### RECORDS TO PROCESS
— Start —
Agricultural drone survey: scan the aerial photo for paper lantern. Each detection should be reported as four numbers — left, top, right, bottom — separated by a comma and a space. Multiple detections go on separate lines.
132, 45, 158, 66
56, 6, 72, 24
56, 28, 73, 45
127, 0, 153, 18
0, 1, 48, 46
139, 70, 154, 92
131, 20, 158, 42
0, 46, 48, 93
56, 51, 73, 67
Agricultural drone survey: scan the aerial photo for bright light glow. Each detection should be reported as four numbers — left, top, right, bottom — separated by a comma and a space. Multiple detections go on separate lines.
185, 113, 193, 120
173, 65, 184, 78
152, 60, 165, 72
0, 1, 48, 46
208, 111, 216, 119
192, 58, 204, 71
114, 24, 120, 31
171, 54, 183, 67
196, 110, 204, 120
— End —
— Start —
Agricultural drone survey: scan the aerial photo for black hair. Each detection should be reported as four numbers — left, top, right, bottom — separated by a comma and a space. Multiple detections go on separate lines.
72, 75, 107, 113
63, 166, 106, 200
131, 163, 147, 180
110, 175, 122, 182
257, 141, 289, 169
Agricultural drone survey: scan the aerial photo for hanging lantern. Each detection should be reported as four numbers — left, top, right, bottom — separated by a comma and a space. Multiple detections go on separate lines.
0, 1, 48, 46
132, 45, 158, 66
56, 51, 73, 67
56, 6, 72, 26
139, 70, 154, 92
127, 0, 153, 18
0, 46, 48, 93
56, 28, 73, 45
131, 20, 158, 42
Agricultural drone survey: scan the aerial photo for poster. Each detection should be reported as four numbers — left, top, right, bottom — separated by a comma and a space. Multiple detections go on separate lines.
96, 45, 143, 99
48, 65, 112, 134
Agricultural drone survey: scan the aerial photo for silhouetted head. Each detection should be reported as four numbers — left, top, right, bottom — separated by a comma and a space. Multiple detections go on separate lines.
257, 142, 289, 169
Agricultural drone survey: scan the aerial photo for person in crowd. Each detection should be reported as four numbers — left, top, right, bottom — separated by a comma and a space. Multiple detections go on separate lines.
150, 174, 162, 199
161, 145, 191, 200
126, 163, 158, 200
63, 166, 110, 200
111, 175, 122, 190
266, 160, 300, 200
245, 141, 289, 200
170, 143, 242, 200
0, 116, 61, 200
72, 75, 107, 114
— End —
— Start —
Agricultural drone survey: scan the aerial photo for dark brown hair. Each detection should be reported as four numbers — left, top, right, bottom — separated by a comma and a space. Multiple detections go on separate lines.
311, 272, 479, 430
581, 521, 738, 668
— End —
### THE TASK
Count the lines in the records above that contain the word "crowd" and give only that number.

### TASK OUTPUT
1